┏━━

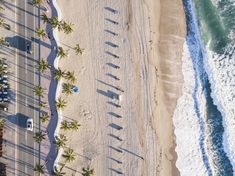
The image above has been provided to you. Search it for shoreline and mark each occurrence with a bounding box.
[155,0,186,175]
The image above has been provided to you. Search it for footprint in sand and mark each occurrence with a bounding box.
[79,104,93,119]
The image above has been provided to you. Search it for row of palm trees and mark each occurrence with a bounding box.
[40,13,74,34]
[35,28,84,57]
[32,1,93,175]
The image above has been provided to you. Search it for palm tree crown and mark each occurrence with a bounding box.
[60,120,70,130]
[32,0,43,6]
[36,59,50,73]
[0,84,4,91]
[62,148,76,163]
[54,67,65,81]
[55,97,67,110]
[62,21,74,34]
[65,71,76,84]
[33,132,46,143]
[0,37,5,45]
[38,101,46,109]
[40,113,49,123]
[62,83,73,95]
[0,118,5,129]
[0,63,5,75]
[41,13,49,23]
[34,85,45,97]
[70,120,81,131]
[52,165,66,176]
[74,44,84,55]
[0,6,5,11]
[54,134,67,149]
[34,163,45,175]
[57,46,69,59]
[0,18,5,27]
[50,16,60,29]
[82,166,95,176]
[35,28,46,40]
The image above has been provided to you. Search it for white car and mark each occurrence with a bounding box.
[26,118,33,131]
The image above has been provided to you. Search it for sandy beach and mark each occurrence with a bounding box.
[53,0,186,175]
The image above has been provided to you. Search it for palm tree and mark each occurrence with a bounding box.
[62,22,74,34]
[60,120,70,131]
[35,28,46,40]
[54,67,65,81]
[58,20,64,32]
[70,120,81,131]
[39,101,46,109]
[0,37,9,46]
[0,84,4,91]
[34,163,45,175]
[0,37,5,45]
[55,97,67,110]
[36,59,50,73]
[54,134,67,149]
[57,46,69,59]
[74,44,84,55]
[34,85,45,97]
[52,165,66,176]
[0,18,4,27]
[41,13,49,23]
[0,118,5,129]
[0,64,4,75]
[82,166,94,176]
[0,6,5,11]
[65,71,76,84]
[50,16,60,29]
[62,83,73,96]
[32,0,43,6]
[33,132,46,143]
[40,113,49,123]
[62,148,76,163]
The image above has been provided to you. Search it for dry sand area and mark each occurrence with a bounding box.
[56,0,186,175]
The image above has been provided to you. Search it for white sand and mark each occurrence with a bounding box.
[53,0,186,175]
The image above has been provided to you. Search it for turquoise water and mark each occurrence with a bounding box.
[194,0,232,53]
[183,0,234,175]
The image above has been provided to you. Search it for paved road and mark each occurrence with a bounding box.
[14,0,39,175]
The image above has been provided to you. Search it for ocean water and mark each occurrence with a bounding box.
[174,0,235,175]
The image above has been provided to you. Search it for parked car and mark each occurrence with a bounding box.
[3,97,9,102]
[26,118,33,131]
[0,104,8,111]
[26,42,33,54]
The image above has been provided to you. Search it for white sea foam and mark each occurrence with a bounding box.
[173,42,208,176]
[204,44,235,172]
[211,0,220,7]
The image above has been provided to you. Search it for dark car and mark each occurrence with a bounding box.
[26,42,33,54]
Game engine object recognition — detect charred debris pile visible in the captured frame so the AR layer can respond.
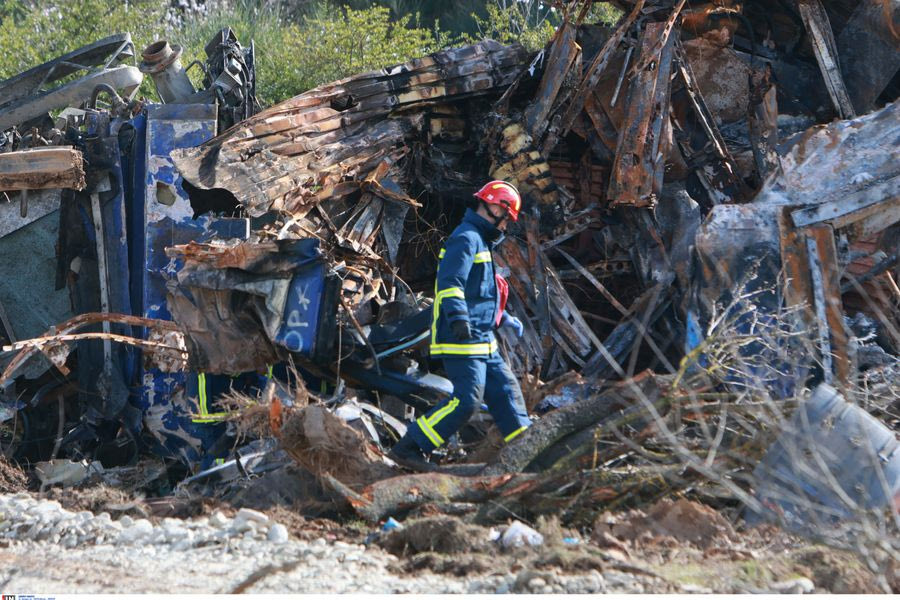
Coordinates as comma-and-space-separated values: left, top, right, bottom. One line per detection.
0, 0, 898, 537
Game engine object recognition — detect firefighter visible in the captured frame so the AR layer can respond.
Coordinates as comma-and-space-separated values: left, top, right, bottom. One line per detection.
388, 180, 531, 470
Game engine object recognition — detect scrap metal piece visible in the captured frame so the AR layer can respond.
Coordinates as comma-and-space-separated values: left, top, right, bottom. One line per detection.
805, 226, 850, 384
607, 21, 678, 208
140, 29, 260, 132
139, 40, 195, 103
792, 195, 900, 234
524, 21, 580, 140
797, 0, 856, 119
672, 42, 749, 205
0, 147, 85, 192
539, 205, 600, 249
554, 246, 630, 317
547, 0, 646, 154
0, 34, 141, 131
35, 459, 97, 488
89, 175, 114, 391
2, 314, 187, 384
748, 68, 780, 182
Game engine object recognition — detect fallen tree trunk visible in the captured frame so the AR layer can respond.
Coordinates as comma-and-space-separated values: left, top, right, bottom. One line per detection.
527, 394, 671, 472
323, 471, 539, 523
481, 371, 664, 476
474, 464, 693, 526
0, 147, 85, 191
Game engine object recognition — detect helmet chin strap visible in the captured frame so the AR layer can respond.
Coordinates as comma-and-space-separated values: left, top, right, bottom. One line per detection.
481, 202, 507, 228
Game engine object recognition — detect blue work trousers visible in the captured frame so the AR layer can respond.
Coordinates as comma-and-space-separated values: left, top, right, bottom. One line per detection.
410, 351, 531, 451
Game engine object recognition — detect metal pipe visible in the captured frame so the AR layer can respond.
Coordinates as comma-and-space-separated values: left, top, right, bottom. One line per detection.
139, 40, 195, 103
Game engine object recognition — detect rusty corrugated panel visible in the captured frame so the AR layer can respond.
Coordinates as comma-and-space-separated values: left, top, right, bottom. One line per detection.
172, 41, 529, 217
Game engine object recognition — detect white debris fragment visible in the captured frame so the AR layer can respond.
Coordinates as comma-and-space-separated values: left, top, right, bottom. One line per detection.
267, 523, 289, 544
500, 520, 544, 548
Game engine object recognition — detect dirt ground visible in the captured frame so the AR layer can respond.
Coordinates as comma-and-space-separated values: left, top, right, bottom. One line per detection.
0, 455, 893, 593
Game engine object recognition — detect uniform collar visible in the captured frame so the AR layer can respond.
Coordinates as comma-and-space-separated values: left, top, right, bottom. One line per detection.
463, 208, 503, 244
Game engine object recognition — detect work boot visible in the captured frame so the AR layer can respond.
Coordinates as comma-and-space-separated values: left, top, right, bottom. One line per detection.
387, 435, 435, 472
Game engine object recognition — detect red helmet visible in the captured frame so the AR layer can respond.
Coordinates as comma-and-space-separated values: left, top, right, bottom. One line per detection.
474, 180, 522, 221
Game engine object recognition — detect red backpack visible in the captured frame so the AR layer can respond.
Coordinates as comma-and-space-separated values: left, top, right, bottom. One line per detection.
495, 274, 509, 326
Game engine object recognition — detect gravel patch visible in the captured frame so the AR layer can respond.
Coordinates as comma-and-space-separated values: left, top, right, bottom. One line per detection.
0, 492, 655, 593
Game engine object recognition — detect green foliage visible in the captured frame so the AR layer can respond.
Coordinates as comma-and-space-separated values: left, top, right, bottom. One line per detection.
465, 1, 559, 52
287, 6, 439, 94
0, 0, 165, 89
325, 0, 490, 37
585, 2, 623, 26
0, 0, 621, 109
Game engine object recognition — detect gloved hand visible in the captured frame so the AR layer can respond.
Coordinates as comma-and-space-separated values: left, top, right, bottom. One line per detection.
451, 319, 472, 341
500, 313, 524, 338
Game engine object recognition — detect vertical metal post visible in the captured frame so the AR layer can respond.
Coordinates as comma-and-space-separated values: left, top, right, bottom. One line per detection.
90, 175, 113, 381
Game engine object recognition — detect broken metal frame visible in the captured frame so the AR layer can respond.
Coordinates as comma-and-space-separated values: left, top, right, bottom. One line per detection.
1, 312, 183, 384
672, 41, 748, 205
0, 34, 142, 132
546, 0, 646, 154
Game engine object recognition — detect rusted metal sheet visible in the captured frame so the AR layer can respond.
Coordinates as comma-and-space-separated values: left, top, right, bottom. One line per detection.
679, 37, 753, 125
524, 21, 580, 140
545, 0, 645, 155
805, 225, 850, 385
607, 21, 678, 208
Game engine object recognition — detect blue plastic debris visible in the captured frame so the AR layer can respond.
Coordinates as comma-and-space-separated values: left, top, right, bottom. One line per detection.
746, 383, 900, 533
535, 386, 579, 414
382, 517, 402, 532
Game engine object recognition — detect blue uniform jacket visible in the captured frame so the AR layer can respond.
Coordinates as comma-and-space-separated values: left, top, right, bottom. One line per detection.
431, 208, 502, 357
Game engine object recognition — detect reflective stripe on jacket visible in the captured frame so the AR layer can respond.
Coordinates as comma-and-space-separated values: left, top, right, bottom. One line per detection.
430, 208, 502, 357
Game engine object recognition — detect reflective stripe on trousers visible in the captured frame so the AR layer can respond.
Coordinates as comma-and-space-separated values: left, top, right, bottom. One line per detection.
192, 372, 229, 423
409, 352, 531, 451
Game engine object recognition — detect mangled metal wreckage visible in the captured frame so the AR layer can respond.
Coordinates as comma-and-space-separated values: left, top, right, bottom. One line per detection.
0, 28, 260, 468
0, 0, 898, 523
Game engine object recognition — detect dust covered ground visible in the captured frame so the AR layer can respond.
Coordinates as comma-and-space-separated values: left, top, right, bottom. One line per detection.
0, 457, 891, 594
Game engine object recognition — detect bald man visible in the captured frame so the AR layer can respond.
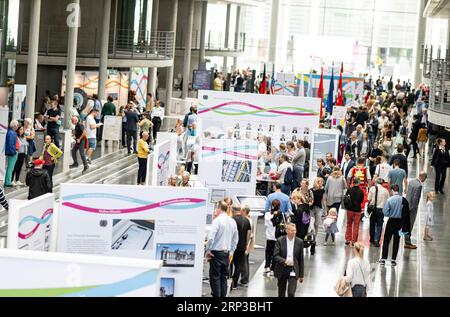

┗━━

# [EXERCISE AIM]
The data above holds the lines to copy: start at the one with "Game engine object recognition — detect charred", stop at the one with "Game engine object recognition — detect scrap", include both, copy them exactly without pictures, and copy nothing else.

# [RESULT OF THIS EXERCISE]
Game engine object recognition — detect charred debris pile visible in the captured frame so the AR layer can respond.
Coordinates as comma-and-space-separated values: left, top, right, bottom. One line per detection.
0, 0, 898, 537
Game engine object recognition — detect firefighter visible in the captured frame so the AR layer can respond.
Coordinates as comma-and-space-separated values: left, top, right, bottom. One line per detection.
388, 180, 531, 470
Game engine object recognition — detect scrap metal piece visible in the captured frame so the AR layer can respond.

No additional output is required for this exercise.